◆ Problem details: Write out the entries verbatim and leave the images out of the copy.

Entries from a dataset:
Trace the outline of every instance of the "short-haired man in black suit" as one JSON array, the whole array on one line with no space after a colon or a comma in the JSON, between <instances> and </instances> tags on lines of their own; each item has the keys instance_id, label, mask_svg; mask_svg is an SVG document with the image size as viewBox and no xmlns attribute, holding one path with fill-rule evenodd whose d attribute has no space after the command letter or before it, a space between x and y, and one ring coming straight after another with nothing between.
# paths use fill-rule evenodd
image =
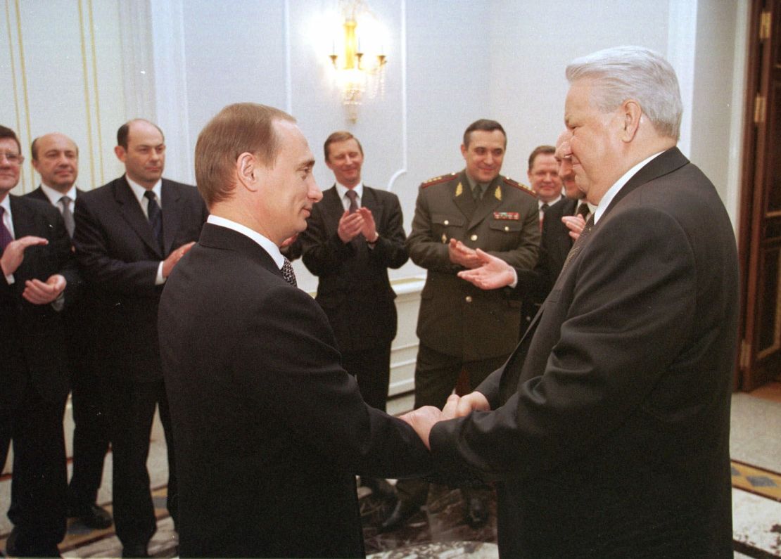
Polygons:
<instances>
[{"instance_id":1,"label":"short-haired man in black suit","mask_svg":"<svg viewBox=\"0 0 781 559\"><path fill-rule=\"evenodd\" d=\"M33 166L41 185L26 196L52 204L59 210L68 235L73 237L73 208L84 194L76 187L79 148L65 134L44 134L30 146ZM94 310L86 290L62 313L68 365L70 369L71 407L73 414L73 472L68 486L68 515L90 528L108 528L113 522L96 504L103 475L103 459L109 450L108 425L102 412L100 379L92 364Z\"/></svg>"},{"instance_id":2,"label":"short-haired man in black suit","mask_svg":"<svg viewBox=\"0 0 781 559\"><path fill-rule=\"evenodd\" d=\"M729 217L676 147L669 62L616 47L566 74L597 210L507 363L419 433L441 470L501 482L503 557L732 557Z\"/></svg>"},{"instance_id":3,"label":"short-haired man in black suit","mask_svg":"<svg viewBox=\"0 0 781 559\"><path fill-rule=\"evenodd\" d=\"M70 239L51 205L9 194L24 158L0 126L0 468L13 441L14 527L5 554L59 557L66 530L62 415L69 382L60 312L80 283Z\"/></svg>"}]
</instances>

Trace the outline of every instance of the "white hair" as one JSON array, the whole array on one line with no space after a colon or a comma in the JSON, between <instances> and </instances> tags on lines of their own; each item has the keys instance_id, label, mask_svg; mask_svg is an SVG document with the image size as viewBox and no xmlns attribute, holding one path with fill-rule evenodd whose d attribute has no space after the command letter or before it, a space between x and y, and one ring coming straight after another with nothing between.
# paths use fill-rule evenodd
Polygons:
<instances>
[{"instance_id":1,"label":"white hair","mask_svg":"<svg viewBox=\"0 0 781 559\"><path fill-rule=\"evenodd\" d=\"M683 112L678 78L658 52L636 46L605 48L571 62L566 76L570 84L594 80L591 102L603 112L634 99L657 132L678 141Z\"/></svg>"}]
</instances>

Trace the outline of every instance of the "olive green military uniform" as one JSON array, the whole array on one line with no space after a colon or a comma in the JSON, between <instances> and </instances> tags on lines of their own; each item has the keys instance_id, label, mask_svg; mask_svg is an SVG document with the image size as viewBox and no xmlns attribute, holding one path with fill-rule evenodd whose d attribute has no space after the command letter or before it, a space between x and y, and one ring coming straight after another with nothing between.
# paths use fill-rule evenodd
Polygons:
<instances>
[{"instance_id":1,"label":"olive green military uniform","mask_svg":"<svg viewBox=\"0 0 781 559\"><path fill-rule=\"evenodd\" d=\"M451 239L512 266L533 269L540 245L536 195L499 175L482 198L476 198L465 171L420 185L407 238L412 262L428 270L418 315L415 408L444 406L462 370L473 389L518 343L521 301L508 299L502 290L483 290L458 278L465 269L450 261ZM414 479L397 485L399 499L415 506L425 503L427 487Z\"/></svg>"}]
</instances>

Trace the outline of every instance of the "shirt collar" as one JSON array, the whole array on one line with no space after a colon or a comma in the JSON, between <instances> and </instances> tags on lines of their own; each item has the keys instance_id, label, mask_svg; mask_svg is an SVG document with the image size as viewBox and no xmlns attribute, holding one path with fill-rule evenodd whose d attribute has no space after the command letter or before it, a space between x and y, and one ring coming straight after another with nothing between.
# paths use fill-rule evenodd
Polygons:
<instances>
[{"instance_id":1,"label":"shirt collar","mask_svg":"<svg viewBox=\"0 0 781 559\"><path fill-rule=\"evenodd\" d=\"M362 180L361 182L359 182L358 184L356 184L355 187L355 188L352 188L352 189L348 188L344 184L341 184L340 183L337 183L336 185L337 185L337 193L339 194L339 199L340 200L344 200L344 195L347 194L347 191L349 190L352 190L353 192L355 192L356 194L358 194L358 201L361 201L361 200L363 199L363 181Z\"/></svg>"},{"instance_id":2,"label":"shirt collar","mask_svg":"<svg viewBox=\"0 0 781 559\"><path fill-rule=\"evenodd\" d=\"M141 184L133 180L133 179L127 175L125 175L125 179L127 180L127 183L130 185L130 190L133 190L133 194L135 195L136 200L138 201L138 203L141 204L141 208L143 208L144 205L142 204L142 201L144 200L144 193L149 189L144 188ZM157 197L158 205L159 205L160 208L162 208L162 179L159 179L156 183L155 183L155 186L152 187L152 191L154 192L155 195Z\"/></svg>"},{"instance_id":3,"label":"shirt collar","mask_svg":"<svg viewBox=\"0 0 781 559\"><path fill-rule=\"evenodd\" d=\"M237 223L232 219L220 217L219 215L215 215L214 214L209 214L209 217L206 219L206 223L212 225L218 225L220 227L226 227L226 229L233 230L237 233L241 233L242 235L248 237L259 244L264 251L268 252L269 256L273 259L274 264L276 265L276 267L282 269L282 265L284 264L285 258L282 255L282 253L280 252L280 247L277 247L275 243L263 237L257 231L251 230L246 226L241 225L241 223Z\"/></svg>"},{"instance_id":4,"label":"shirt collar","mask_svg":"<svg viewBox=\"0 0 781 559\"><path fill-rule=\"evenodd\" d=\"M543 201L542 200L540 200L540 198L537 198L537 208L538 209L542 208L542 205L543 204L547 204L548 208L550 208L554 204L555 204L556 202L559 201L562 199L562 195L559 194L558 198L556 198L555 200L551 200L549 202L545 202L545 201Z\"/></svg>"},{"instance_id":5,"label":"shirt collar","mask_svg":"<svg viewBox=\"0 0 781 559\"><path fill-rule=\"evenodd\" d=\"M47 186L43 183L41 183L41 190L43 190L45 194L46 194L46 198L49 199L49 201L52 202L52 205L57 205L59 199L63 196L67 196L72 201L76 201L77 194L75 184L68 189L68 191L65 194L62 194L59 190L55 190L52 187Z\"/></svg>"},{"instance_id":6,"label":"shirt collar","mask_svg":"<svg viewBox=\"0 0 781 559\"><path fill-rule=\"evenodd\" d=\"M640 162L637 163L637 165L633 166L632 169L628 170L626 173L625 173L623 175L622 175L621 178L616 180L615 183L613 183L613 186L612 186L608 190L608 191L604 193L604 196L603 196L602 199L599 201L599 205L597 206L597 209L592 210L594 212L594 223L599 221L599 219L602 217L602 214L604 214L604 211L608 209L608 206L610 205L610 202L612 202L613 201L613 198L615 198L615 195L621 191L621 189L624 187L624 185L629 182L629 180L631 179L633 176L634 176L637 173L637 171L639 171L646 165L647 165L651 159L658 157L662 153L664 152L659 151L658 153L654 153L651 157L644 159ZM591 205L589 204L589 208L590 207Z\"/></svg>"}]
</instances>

◆ Final answer:
Trace the outline of every instance of the "short-haired man in black suit" as one JSON array, the whole array on one line with no space after a colon or a comma in the JSON, between <instances> and </instances> tags on lines of their own; each item has the keys instance_id, label, mask_svg; mask_svg is an SVG document with the image size as viewBox and no xmlns attribute, holding one path with fill-rule evenodd whose d attribute has no space after the command letter or before it, a space between x and y, and one ring coming straight after another with nothing between.
# paths use fill-rule evenodd
image =
Polygons:
<instances>
[{"instance_id":1,"label":"short-haired man in black suit","mask_svg":"<svg viewBox=\"0 0 781 559\"><path fill-rule=\"evenodd\" d=\"M33 166L41 185L26 196L52 204L59 210L68 235L73 237L73 208L84 194L76 187L79 148L65 134L44 134L30 146ZM94 310L86 290L62 313L68 365L70 369L71 407L73 414L73 472L68 486L68 515L90 528L108 528L113 522L96 504L103 475L103 459L109 450L108 425L102 412L100 379L92 364Z\"/></svg>"},{"instance_id":2,"label":"short-haired man in black suit","mask_svg":"<svg viewBox=\"0 0 781 559\"><path fill-rule=\"evenodd\" d=\"M729 217L676 147L669 62L616 47L566 74L597 210L507 363L419 433L441 470L501 482L503 557L732 557Z\"/></svg>"},{"instance_id":3,"label":"short-haired man in black suit","mask_svg":"<svg viewBox=\"0 0 781 559\"><path fill-rule=\"evenodd\" d=\"M70 239L51 205L9 194L24 158L0 126L0 468L13 441L14 527L5 554L59 557L66 530L62 415L69 382L60 312L80 283Z\"/></svg>"}]
</instances>

Trace the outline of every instance of the "white hair" as one JSON array, the whole array on one line with no space after a colon or a comma in the JSON, between <instances> and </instances> tags on lines of their own; each item has the keys instance_id, label, mask_svg; mask_svg is an SVG document with the image size as viewBox and no xmlns attribute, holding one path with fill-rule evenodd whose d attribute has no space after the command letter or before it, a space between x and y, and one ring coming straight after another with nothing between.
# paths use fill-rule evenodd
Polygons:
<instances>
[{"instance_id":1,"label":"white hair","mask_svg":"<svg viewBox=\"0 0 781 559\"><path fill-rule=\"evenodd\" d=\"M683 112L678 78L658 52L636 46L605 48L571 62L566 76L570 84L594 80L591 102L603 112L634 99L657 132L678 141Z\"/></svg>"}]
</instances>

Trace the outline of every instance of the "olive green military uniform" as one JSON array, the whole array on one line with no space after a colon or a comma in the JSON, between <instances> and </instances> tags on lines of their own; each item has the keys instance_id, label, mask_svg; mask_svg is an SVG document with the image size as viewBox and no xmlns attribute, holding one path with fill-rule evenodd whose d attribute has no space after the command letter or before it, a space between x and y, and one ring coming straight after another with nothing between.
# paths use fill-rule evenodd
Polygons:
<instances>
[{"instance_id":1,"label":"olive green military uniform","mask_svg":"<svg viewBox=\"0 0 781 559\"><path fill-rule=\"evenodd\" d=\"M451 239L512 266L533 269L540 245L536 195L499 175L482 198L476 198L465 171L420 185L407 238L412 262L428 270L418 315L415 408L444 406L462 370L473 389L518 343L521 301L508 299L502 290L483 290L458 278L465 269L450 261ZM414 479L397 485L399 499L415 506L425 503L427 487Z\"/></svg>"}]
</instances>

Trace the outline of every instance of the "shirt collar" as one JSON array, the whole array on one line with no space after a colon or a comma in the JSON, between <instances> and </instances> tags on lines of their own; each item has the keys instance_id, label, mask_svg; mask_svg is an SVG document with the image size as viewBox and no xmlns attribute, holding one path with fill-rule evenodd whose d attribute has no space after the command letter or before it, a space between x and y, and one ring coming straight after another with nothing between.
# paths use fill-rule evenodd
Polygons:
<instances>
[{"instance_id":1,"label":"shirt collar","mask_svg":"<svg viewBox=\"0 0 781 559\"><path fill-rule=\"evenodd\" d=\"M362 180L361 182L359 182L358 184L356 184L355 187L355 188L352 188L352 189L348 188L344 184L341 184L340 183L337 183L336 185L337 185L337 193L339 194L339 199L340 200L344 200L344 195L347 194L347 191L349 190L352 190L353 192L355 192L356 194L358 194L358 201L361 201L361 200L363 199L363 181Z\"/></svg>"},{"instance_id":2,"label":"shirt collar","mask_svg":"<svg viewBox=\"0 0 781 559\"><path fill-rule=\"evenodd\" d=\"M141 184L133 180L133 179L127 175L125 175L125 179L127 180L127 183L130 185L130 190L133 190L133 194L135 195L136 200L138 201L138 203L141 204L141 208L143 208L144 205L142 204L142 201L144 200L144 193L149 189L144 188ZM157 197L158 205L159 205L160 208L162 208L162 179L159 179L156 183L155 183L155 186L152 187L152 191L154 192L155 195Z\"/></svg>"},{"instance_id":3,"label":"shirt collar","mask_svg":"<svg viewBox=\"0 0 781 559\"><path fill-rule=\"evenodd\" d=\"M237 223L232 219L220 217L219 215L215 215L214 214L209 214L209 217L206 219L206 223L212 225L218 225L220 227L226 227L226 229L233 230L237 233L241 233L242 235L248 237L259 244L264 251L268 252L269 256L273 259L274 264L276 265L276 267L282 269L282 265L284 264L285 258L282 255L282 253L280 252L280 247L277 247L275 243L263 237L257 231L251 230L246 226L241 225L241 223Z\"/></svg>"},{"instance_id":4,"label":"shirt collar","mask_svg":"<svg viewBox=\"0 0 781 559\"><path fill-rule=\"evenodd\" d=\"M543 201L542 200L540 200L540 198L537 198L537 208L538 209L542 208L542 205L543 204L547 204L548 208L550 208L554 204L555 204L556 202L559 201L562 199L562 195L559 194L558 198L556 198L555 200L551 200L549 202L545 202L545 201Z\"/></svg>"},{"instance_id":5,"label":"shirt collar","mask_svg":"<svg viewBox=\"0 0 781 559\"><path fill-rule=\"evenodd\" d=\"M47 186L43 183L41 183L41 190L43 190L45 194L46 194L46 198L49 199L49 201L52 202L52 205L57 205L59 199L63 196L67 196L72 201L76 201L77 194L75 184L68 189L68 191L65 194L62 194L59 190L55 190L52 187Z\"/></svg>"},{"instance_id":6,"label":"shirt collar","mask_svg":"<svg viewBox=\"0 0 781 559\"><path fill-rule=\"evenodd\" d=\"M640 162L637 163L637 165L633 166L632 169L628 170L626 173L625 173L623 175L622 175L621 178L616 180L615 183L613 183L613 186L612 186L608 190L608 191L604 193L604 196L603 196L602 199L599 201L599 205L597 206L597 209L592 210L594 212L594 223L599 221L599 219L602 217L602 214L604 214L604 211L608 209L608 206L610 205L610 202L612 202L613 201L613 198L615 198L615 195L621 191L621 189L624 187L624 185L629 182L629 180L631 179L633 176L634 176L637 173L637 171L639 171L646 165L647 165L651 159L658 157L662 153L664 152L659 151L658 153L654 153L651 157L644 159ZM591 205L589 204L589 208L590 207Z\"/></svg>"}]
</instances>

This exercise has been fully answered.